* [ASSIGNMENT] Write the data below out exactly as it stands. Do not include the pictures.

Point localization data:
_ _ _ _ _ _ _

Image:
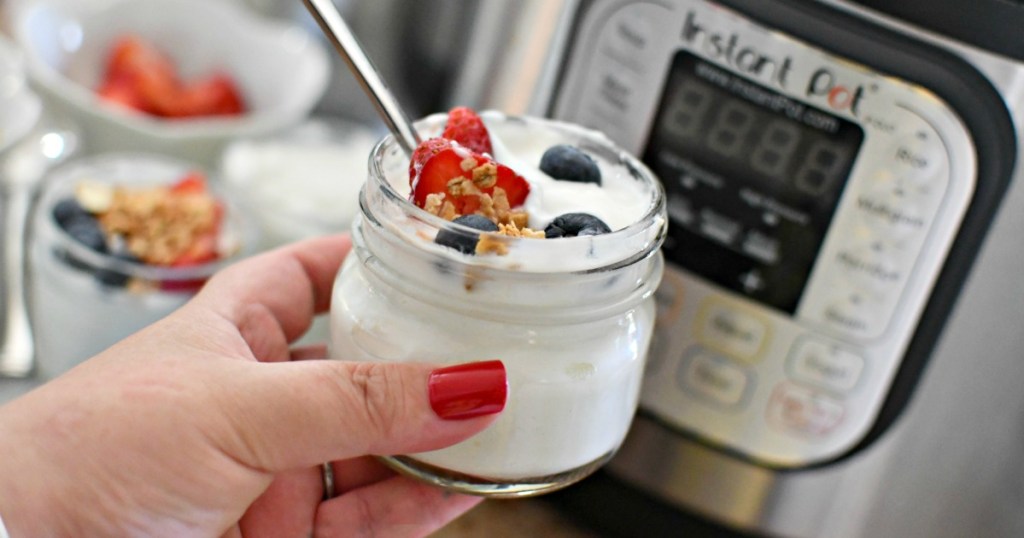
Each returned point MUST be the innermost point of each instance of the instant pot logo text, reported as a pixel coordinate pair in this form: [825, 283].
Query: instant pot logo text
[726, 48]
[839, 96]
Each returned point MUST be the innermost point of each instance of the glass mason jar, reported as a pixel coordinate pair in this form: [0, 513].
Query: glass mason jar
[81, 300]
[570, 319]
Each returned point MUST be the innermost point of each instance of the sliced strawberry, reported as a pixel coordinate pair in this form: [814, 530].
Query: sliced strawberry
[434, 175]
[194, 182]
[425, 151]
[121, 90]
[217, 95]
[446, 164]
[465, 127]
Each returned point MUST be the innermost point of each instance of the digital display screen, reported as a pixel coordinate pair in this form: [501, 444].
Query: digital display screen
[752, 176]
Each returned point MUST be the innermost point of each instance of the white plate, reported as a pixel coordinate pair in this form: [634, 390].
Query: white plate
[283, 70]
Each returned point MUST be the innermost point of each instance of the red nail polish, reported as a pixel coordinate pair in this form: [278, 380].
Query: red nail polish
[468, 390]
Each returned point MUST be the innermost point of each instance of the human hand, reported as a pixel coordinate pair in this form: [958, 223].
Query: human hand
[206, 423]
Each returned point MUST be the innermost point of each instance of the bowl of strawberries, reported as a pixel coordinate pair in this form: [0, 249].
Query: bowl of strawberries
[178, 77]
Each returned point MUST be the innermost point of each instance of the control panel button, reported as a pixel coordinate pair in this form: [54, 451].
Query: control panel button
[725, 328]
[876, 267]
[714, 378]
[919, 156]
[825, 365]
[890, 209]
[854, 314]
[799, 410]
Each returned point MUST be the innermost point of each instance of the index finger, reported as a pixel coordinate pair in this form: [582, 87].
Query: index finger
[292, 283]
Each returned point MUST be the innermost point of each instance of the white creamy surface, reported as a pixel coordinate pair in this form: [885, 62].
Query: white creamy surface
[303, 184]
[572, 389]
[620, 201]
[573, 344]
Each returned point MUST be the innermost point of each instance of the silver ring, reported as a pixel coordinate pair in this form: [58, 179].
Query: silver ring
[327, 470]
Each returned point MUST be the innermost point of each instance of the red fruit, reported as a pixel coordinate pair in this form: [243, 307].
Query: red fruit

_ _ _ _ _ _ _

* [RESULT FOR THIS EXERCISE]
Image:
Each returned point MUST be the innermost point of each instance of the instant pot logo text, reported as a pixel coordinate pair in this form: [825, 283].
Query: instant pot logo text
[726, 48]
[839, 96]
Each returned point MUST be the innermost point of each instance of the glass mason jar, reported as a pixel coordinate pair in this form: [0, 513].
Query: glass mason jar
[81, 300]
[570, 319]
Each returned point MUST be the innermost point of each instance of the sliced strawberry, reported as a pixel coordinate pair in this form: [814, 530].
Query: sliced strawberry
[434, 175]
[194, 182]
[425, 151]
[121, 90]
[217, 95]
[446, 164]
[465, 127]
Each returned point MUST be the innermost point of each instance of the digital display screen, reported as a pixel coordinate pair in this form: [501, 444].
Query: digital display screen
[752, 176]
Each returned point MUST be the innermost point of each instance of the white plate, reported as a pixel coordinate pair in this form: [634, 390].
Query: white plate
[283, 70]
Each returned point MUST be the innermost point of each instance of the red nail polish, reported as a pixel coordinate pair in this form: [278, 380].
Query: red nail polish
[468, 390]
Each returned point MUST be the innermost point of each instance of the human hand, reported as a pixel coordinate pair in this form: [958, 223].
Query: human hand
[206, 423]
Each returned point MUST be the innermost point of each instance of the bowl of strawberries, reported as a pixel coordinate pair in this form: [0, 249].
Query: bowl of strawberries
[178, 77]
Each returned point MUST be the innermost point of each instance of the control panel button, reported as a pixel coordinate pair in this form: [54, 451].
Query: control panel button
[725, 328]
[876, 267]
[714, 378]
[919, 156]
[825, 365]
[890, 209]
[854, 314]
[799, 410]
Each returned point MUST be the innermost point of each instance of the index finger, reported as a pixel coordinate pair in this form: [582, 87].
Query: index finger
[292, 283]
Each returned point MUST be the innermost point of each instance of the white creamy surface, reported as a pixel coordinate pair in this form: [885, 62].
Query: white creamy surface
[303, 184]
[572, 389]
[620, 201]
[573, 344]
Each returned point MUST be the innermost point of each instance of the silver ring, reported as a pixel coordinate pair in this form: [58, 179].
Query: silver ring
[327, 470]
Each returned point MUST be the innermost point of each instance of the red fruit, reported as a pixel coordinate pair in this form: [243, 307].
Query: red fruit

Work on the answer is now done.